Dataset records:
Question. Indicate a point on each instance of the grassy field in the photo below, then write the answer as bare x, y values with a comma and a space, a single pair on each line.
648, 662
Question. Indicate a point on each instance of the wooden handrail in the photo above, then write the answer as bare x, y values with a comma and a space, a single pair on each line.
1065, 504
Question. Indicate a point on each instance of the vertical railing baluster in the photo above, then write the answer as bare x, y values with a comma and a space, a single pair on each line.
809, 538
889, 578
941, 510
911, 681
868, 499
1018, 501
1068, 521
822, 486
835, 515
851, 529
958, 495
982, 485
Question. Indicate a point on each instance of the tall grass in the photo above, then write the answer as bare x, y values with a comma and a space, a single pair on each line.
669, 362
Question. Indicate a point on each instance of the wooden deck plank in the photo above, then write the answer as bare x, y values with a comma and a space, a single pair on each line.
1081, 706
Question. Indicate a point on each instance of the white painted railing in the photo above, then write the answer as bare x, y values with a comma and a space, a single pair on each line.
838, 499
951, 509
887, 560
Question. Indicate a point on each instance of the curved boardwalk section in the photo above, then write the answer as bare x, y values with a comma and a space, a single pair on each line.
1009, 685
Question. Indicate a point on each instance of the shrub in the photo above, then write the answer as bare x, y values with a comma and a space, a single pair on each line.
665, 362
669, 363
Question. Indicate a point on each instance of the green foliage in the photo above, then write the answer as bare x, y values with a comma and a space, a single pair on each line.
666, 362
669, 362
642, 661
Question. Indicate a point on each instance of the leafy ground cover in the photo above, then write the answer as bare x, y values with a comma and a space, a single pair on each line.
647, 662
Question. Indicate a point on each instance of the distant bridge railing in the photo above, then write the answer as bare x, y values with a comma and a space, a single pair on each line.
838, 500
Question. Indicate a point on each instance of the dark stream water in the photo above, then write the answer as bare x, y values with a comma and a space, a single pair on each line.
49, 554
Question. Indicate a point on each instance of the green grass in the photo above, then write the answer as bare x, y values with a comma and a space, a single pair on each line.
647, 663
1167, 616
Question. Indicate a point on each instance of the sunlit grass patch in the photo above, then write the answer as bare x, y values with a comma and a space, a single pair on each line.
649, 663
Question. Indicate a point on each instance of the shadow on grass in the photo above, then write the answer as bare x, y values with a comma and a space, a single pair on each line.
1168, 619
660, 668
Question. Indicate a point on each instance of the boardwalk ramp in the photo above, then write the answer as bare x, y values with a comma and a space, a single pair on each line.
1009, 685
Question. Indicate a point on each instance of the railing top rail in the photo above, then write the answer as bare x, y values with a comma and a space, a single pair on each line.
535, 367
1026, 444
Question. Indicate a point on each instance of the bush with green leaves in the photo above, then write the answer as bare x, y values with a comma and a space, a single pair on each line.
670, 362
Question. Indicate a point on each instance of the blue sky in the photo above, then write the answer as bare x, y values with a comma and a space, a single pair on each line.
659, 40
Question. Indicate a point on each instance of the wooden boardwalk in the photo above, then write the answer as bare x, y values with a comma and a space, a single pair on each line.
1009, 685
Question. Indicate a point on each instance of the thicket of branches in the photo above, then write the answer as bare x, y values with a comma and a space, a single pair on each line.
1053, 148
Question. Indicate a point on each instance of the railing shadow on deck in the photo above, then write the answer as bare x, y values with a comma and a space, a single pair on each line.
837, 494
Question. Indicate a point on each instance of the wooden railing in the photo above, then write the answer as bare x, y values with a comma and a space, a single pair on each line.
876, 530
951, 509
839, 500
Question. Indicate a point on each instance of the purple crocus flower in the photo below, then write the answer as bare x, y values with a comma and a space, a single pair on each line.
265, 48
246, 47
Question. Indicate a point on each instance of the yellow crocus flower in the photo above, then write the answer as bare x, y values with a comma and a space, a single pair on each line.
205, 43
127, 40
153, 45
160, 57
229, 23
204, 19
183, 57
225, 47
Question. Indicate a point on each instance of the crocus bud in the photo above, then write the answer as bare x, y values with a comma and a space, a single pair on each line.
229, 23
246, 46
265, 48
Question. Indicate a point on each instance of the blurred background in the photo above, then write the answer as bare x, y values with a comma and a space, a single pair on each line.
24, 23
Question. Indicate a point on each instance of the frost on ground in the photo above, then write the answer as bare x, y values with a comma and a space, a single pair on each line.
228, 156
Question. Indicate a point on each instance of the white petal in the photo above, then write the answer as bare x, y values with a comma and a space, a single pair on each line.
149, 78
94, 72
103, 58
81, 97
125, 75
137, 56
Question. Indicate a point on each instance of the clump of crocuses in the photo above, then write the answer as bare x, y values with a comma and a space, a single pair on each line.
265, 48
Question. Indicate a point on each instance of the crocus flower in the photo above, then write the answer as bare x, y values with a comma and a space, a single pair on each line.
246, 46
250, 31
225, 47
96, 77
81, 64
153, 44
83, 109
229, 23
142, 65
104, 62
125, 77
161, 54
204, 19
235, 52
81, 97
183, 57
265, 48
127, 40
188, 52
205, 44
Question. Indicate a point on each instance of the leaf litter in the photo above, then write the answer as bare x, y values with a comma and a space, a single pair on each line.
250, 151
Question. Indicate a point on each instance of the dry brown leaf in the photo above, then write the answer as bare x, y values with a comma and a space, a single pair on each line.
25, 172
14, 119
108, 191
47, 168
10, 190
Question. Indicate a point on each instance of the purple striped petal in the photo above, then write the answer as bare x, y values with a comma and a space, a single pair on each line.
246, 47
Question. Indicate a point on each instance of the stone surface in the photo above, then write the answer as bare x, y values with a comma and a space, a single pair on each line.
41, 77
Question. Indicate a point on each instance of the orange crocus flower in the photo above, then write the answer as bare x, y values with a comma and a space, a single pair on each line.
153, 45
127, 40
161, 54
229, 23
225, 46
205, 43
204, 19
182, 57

What the exercise asks. The response has to give back every record verbatim.

Written solution.
Question. Indicate a point on each instance of the grassy field in the photo below, then write the answer as bare x, y values with a comma and a space, a single pair on each line.
648, 662
Question. Indicate a point on each instance of the wooden handrail in the photo above, then write the answer as bare x, y values with a comma and a space, a single pair on each line.
1065, 504
Question. Indicate a point on each instance of the vertical railing baluster in the photo above, then write the answer as bare x, y values with a comma and a space, a single pair on each line.
809, 538
889, 578
941, 510
911, 681
868, 499
1018, 501
1068, 521
822, 486
835, 515
851, 529
958, 495
982, 485
Question. Indicate a point on each instance of the tall grass in the photo above, then write the answer as bare x, y values with a comma and a space, a single pair on each line.
669, 362
Question. Indicate a point on each instance of the wooden deck plank in the photo above, then write the answer as bare x, y values with a comma and a space, a single pair on each line.
1081, 706
Question. Indicate a point on each instance of the white painted railing in the photo above, then write the answer as bare x, y values with a comma and a space, a single pair on each line.
838, 499
951, 509
887, 560
Question. Indicate a point on each instance of the curved boardwalk section in the photo above, then write the answer as bare x, y values with a comma and a space, a single pair on each line.
1009, 685
Question. Indicate a point on each instance of the shrub in the photo above, then write the answer as bare x, y values with a comma and a space, a single pair on each line.
665, 362
669, 363
Question. Indicate a point on each instance of the green foliage in the photo above, then write the answer as bare x, y values with a comma and a space, a single pair on each line.
666, 362
669, 362
642, 661
Question. Indicate a point on each instance of the leafy ground cover in the photo above, then write the answer as bare x, y values with a comma and a space, a single pair on each line.
647, 662
Question. Indicate a point on each instance of the distant bridge railing in the photo above, then write the answer as bare x, y values with a comma and a space, a single pair on each line.
838, 500
Question. Indicate a point on each instance of the dark stream water in the photo above, then write the answer as bare x, y values with a comma and a space, a single pair on each line.
49, 554
Question. Indicate a point on each instance of the green grass in the photo above, then write the answer as bare x, y values with a comma and a space, a single pair on each line.
647, 663
1167, 616
Question. Indicate a point on each instance of the sunlit grass patch in the photo above, then write the answer as bare x, y values with a comma and a space, a single pair on each line.
649, 663
Question. Indicate a point on each instance of the shadow on grass in the photo above, then write the answer as bare x, y values with a comma and a space, a single pair on each line.
1168, 619
660, 668
Question. Indicate a point on each instance of the boardwalk ramp in the photo above, then write the answer as bare x, y values with a comma and a space, a single pair on each line.
1009, 685
Question. Indicate a point on each instance of the railing top rail in the photo above, then write the answer as bare x, y values with a comma and a space, a single pair on each line.
535, 367
1026, 444
Question. Indicate a point on each instance of the bush with green leaves in the photo above, then write the answer as bare x, y values with a comma and a space, a single pair on each line.
670, 362
Question. Indicate a point on each instance of the blue sky in the photo above, then write the answer as bare x, y values with a comma and a space, a single pair on each line.
659, 40
Question. Indicate a point on each instance of the wooden boardwalk in the photo above, then write the answer as bare x, y values with a comma and a space, a single pair on each line.
1009, 685
Question. Indicate a point on each instance of the thicket of branches in the photo above, then write the answer as bare x, y values with a comma and a space, a single pair on each line.
1053, 148
Question. Indicate a point on each instance of the railing shadow on deck in the photo above, then write the answer as bare x, y values with a comma and a space, a single pair on each line.
837, 494
Question. Indicate a point on each instance of the wooden railing in the photo above, then write the answer as bare x, y values with a comma and a space, a single pair on each line.
876, 530
951, 509
839, 500
Question. Indicate a point on each instance of the purple crocus flower in the photo below, then write the answer as bare x, y values with a comma and a space, a single pair on each line.
265, 48
246, 47
Question. Indicate a point on each instance of the yellow crocus flower in the photo above, then write the answer as bare x, y values with a comma and a space, a single pair on each line.
205, 43
127, 40
153, 45
160, 57
229, 23
204, 19
183, 57
225, 47
Question. Indicate a point on each instance of the crocus bud in the photo above, then write the answer as bare x, y values with a comma and a space, a single pair on each line.
229, 23
246, 46
265, 48
Question. Indicate a point on each instance of the blurred background in the photo above, then write the answer as bare x, y values with a comma and a space, a single pair on each line.
24, 23
Question. Indicate a point on each instance of the frost on ground in the photo above, then write the answer as bare x, y values with a comma and a space, a single pair on each line.
228, 156
Question. Indicate a point on each instance of the white petal in the photo above, then write the answer as bare x, y values with a comma and a space, a single pair on each line.
149, 78
94, 72
103, 58
81, 97
125, 75
137, 56
Question. Indicate a point on each instance of the clump of crocuses in the photo above, then write the answer as bare x, y values with a comma and a space, a single pair on each line.
265, 48
Question. Indicate a point on each instance of the crocus flower in the photo above, then write the answer as bare x, y values with a comma and a space, a single pair on each line.
246, 46
250, 31
225, 47
96, 77
81, 64
153, 44
83, 109
229, 23
142, 65
104, 62
125, 77
161, 54
204, 19
235, 52
81, 97
183, 57
265, 48
127, 40
188, 52
205, 44
Question. Indicate a point on each instance of the leaf litter in the photo above, then write the answer as bare x, y values with a comma and a space, a single pair on each line.
250, 151
Question. Indicate a point on each instance of the dry brown leaf in the photo above, then write the answer as bare x, y values with a comma and a space, a single pair on each line.
25, 172
14, 119
108, 191
47, 168
10, 190
Question. Indicate a point on each instance of the purple striped petal in the photo above, then write the answer as bare x, y values with a comma and a space, a single pair on each line.
246, 47
Question. Indicate a point on each instance of the stone surface in the photo above, then write the answer as bare x, y values with a comma and a space, a single pair on each line.
41, 77
Question. Indicate a point on each instance of the orange crocus flower in the photo above, then write the answer as bare x, y values with a comma and a space, a single pair on each line.
153, 45
127, 40
161, 54
229, 23
225, 46
205, 43
204, 19
182, 57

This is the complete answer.